PROBLEM STATEMENT
In the article below on airline passenger data and contact tracing, what did Dr. Theresa Tam say about in-flight transmission?

PROVIDED PASSAGE
━━━

British Columbia's transport minister made an official plea to her federal counterpart Wednesday to quickly make airlines provide more details on travellers to aid contact tracing efforts that could help slow the spread of the novel coronavirus.
Concerns about the level of detail airlines provide have been greatest in B.C., where the provincial health officer has lamented a lack of movement from federal officials.
In a letter to Transport Minister Marc Garneau, the B.C. government noted the information the province has received from airlines is "not necessarily complete and is sometimes unusable."
B.C. Transport Minister Claire Trevena said the data often includes the names of travel agencies that booked flights, a frequent flyer number, or the person who booked the ticket but not necessarily the name and contact information of the person who actually flew on the plane.
She urged the government to "ensure the data gathered is usable and traces back to the individual traveller directly," rather than simply listing flights with a positive COVID-19 case.
"We have come so far together as a country with much success to curb the spread of COVID-19," reads the letter. A copy was provided to The Canadian Press.
"As we restart our economy, however, we want to ensure all passengers and communities remain safe and that nobody is put at risk due to any oversight."
Garneau and Trevena spoke on Wednesday afternoon, his spokeswoman said. Livia Belcea said in an email that Garneau committed to create a way for airlines to share passenger data to trace "individuals who may have been exposed to COVID 19 while on a domestic flight."
The Public Health Agency of Canada already requires airlines to provide information on travellers arriving on international flights, who are subject to strict quarantine rules, but it's domestic flights where issues have arisen.
The divide in talks between Ottawa and the airlines appears to fall along whether phone numbers or email addresses are enough, or if residential addresses, for instance, should also be part of any handover.
Mike McNaney, president of the National Airlines Council of Canada, said in a statement that flight information is provided when requested, "per established procedures for communicable diseases" and usually in less than 24 hours.
"Our members are fully committed to protecting public safety," the statement said.
Public health officials tried to trace contacts for every person early on in the pandemic, but those efforts slowed as people were ordered to stay home or quarantine, and as travel dropped.
Dr. Theresa Tam, Canada's chief public health officer, said Tuesday there could be improvements to the data that airlines provide, noting flight manifests lack all sorts of details that make it difficult to reach people in certain seats.
Tam also said there hasn't been a confirmed case of in-flight transmission.

━━━

LISTED RECORDS
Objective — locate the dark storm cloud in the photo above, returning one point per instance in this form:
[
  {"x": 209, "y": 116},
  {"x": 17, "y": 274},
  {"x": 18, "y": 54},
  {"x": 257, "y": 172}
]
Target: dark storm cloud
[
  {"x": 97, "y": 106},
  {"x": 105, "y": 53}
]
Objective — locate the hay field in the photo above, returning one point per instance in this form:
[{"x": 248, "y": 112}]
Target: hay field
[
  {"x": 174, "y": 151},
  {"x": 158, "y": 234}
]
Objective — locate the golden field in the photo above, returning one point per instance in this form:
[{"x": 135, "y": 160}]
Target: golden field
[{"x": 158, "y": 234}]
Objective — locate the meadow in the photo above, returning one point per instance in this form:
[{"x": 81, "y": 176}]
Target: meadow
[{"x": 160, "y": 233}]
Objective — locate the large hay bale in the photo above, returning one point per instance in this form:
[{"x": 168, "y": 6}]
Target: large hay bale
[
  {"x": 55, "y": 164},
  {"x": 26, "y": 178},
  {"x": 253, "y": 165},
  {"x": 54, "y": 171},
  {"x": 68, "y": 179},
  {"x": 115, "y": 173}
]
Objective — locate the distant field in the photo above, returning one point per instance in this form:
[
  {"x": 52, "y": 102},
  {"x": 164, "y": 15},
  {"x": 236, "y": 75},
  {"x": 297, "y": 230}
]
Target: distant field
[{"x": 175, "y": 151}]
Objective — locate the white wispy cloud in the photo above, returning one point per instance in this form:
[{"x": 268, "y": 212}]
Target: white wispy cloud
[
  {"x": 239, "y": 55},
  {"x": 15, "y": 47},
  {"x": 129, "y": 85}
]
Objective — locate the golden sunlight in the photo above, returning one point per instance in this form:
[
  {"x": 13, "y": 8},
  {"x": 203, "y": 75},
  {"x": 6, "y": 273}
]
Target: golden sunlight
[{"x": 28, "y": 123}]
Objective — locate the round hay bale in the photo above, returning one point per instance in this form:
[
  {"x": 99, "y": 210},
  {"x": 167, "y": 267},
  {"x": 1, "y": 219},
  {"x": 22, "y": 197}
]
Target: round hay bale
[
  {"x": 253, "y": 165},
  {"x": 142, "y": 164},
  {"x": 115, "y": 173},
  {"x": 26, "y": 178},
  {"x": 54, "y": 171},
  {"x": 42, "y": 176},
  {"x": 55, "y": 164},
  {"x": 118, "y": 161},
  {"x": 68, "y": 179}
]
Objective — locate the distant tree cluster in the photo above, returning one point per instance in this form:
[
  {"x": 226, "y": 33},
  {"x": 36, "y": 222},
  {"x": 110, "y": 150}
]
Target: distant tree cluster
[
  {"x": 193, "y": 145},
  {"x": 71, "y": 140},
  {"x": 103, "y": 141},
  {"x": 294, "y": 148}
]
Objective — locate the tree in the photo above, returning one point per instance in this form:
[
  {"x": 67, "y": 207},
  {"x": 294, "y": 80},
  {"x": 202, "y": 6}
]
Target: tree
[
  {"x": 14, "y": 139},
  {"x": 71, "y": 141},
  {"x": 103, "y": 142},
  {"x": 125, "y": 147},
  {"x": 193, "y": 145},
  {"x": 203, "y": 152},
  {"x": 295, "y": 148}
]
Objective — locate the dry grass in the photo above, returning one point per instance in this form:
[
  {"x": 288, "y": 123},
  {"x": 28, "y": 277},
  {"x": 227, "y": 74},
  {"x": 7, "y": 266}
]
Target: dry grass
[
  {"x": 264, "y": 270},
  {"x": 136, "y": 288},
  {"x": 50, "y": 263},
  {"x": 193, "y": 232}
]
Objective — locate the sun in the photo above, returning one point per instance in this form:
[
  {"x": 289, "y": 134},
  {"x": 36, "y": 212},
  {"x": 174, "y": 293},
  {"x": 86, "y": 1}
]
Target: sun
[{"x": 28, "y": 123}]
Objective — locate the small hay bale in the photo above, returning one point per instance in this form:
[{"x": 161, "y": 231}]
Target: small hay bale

━━━

OUTPUT
She said there hasn't been a confirmed case of in-flight transmission.